● DIRECTIONS: Track down every line in the Records below that contains the word "coral", and copy each of those lines.

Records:
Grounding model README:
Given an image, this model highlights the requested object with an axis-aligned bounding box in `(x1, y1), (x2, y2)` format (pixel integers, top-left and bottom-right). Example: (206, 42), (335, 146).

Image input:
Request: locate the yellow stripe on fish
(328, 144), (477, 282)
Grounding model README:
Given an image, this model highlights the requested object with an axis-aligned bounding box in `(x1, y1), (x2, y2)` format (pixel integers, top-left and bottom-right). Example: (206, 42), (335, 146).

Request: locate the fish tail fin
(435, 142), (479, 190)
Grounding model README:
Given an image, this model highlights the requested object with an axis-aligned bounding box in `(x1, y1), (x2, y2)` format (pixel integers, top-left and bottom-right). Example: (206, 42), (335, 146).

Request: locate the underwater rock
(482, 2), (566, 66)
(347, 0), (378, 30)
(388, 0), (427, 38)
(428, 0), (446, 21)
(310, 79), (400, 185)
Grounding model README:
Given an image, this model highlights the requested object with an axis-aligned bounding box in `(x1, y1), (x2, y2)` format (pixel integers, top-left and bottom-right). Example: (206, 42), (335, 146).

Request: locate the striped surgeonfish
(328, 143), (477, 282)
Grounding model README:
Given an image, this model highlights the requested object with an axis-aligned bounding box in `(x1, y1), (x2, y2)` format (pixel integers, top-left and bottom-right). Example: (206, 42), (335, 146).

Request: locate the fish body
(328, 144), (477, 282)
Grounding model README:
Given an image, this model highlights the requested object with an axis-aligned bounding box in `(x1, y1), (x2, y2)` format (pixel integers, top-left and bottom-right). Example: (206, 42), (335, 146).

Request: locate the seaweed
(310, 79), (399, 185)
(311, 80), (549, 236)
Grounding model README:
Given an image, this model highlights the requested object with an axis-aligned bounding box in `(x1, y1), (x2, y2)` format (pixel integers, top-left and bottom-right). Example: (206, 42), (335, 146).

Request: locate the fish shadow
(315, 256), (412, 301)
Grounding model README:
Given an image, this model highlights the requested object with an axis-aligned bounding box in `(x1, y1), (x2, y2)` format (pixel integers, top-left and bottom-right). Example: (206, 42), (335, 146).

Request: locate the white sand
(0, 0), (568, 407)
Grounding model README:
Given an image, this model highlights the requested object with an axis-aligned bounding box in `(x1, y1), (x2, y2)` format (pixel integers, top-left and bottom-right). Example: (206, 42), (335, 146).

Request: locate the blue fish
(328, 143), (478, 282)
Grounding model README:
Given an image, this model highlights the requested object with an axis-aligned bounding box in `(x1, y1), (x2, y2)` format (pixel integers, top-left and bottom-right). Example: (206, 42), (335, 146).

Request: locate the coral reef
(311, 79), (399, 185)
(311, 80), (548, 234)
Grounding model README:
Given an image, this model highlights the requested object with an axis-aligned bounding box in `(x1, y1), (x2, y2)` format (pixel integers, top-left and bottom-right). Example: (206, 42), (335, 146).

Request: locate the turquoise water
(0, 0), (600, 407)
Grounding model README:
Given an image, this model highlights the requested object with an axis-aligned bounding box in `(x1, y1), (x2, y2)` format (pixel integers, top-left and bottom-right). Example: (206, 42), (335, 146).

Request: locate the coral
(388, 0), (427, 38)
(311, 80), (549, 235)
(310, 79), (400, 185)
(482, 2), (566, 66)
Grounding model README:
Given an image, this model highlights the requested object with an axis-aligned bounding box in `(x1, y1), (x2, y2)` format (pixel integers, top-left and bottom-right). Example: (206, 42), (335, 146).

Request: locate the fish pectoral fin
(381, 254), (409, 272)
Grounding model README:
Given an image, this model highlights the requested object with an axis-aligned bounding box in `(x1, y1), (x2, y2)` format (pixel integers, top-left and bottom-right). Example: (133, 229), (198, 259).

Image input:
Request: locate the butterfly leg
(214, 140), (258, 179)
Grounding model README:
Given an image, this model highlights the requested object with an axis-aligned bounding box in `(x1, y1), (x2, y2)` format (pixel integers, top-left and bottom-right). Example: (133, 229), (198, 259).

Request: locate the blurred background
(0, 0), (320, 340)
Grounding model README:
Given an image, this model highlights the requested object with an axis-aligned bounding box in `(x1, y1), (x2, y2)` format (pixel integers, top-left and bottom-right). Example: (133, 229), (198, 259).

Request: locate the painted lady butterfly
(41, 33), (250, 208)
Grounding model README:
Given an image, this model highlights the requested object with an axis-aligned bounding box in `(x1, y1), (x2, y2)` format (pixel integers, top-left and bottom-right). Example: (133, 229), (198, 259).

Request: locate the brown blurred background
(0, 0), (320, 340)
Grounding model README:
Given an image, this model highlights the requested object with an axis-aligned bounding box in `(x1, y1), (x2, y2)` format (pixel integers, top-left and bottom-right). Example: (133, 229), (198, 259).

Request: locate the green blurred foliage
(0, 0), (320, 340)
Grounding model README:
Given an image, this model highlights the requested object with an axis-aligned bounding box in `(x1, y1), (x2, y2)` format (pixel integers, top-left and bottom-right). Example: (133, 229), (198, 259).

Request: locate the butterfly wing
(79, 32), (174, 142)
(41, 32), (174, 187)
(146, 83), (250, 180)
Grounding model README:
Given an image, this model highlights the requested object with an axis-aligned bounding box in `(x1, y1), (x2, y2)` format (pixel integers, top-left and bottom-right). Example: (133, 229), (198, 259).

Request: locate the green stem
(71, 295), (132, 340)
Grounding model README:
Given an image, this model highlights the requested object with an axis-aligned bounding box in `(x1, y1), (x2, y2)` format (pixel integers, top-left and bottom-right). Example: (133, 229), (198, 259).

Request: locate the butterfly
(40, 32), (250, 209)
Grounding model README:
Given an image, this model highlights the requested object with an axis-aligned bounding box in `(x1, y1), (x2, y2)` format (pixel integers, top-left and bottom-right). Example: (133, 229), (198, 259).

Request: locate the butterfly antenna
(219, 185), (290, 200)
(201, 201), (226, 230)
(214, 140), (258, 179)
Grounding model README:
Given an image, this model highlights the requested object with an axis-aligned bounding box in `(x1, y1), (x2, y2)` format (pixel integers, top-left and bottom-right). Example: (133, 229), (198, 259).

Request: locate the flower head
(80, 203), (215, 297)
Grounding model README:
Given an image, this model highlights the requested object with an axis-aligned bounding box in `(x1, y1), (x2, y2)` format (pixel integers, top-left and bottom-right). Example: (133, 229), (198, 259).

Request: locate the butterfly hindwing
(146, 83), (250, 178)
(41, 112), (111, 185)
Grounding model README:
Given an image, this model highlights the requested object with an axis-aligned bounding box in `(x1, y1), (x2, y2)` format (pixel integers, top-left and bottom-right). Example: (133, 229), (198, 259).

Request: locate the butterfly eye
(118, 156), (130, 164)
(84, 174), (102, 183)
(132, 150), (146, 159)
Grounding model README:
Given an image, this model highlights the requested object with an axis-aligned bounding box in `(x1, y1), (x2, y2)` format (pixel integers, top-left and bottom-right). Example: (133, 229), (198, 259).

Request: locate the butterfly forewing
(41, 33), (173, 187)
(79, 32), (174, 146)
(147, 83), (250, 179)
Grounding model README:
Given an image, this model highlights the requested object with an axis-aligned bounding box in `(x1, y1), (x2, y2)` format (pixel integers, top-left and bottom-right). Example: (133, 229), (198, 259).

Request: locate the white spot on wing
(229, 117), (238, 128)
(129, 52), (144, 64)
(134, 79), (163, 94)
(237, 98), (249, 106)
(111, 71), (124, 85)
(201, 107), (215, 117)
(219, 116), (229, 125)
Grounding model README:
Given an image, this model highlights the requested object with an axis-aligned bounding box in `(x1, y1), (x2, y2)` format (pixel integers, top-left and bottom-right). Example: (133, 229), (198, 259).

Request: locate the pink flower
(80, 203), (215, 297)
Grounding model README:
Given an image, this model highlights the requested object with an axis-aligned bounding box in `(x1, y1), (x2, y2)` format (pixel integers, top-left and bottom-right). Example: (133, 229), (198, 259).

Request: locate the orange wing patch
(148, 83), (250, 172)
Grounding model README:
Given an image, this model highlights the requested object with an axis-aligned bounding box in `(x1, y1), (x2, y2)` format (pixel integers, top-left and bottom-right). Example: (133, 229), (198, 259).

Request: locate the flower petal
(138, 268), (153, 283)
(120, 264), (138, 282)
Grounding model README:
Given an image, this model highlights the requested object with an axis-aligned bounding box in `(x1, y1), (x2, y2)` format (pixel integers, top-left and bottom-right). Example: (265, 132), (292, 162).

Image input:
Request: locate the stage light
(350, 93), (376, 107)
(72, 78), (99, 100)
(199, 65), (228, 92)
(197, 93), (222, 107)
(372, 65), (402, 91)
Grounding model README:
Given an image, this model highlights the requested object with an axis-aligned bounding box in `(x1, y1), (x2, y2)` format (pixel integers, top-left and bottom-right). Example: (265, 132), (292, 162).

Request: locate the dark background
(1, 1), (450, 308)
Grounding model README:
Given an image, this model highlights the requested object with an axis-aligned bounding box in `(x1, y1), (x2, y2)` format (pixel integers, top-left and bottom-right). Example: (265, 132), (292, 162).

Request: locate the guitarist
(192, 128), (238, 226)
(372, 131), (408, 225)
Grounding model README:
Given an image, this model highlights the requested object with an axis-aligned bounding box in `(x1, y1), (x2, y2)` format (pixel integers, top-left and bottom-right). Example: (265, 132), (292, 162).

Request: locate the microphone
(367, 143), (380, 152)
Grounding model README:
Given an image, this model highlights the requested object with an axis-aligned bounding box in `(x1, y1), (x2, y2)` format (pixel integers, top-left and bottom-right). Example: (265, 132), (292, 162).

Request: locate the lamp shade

● WRITTEN ANSWER:
Request: locate the coral reef
Request: locate the coral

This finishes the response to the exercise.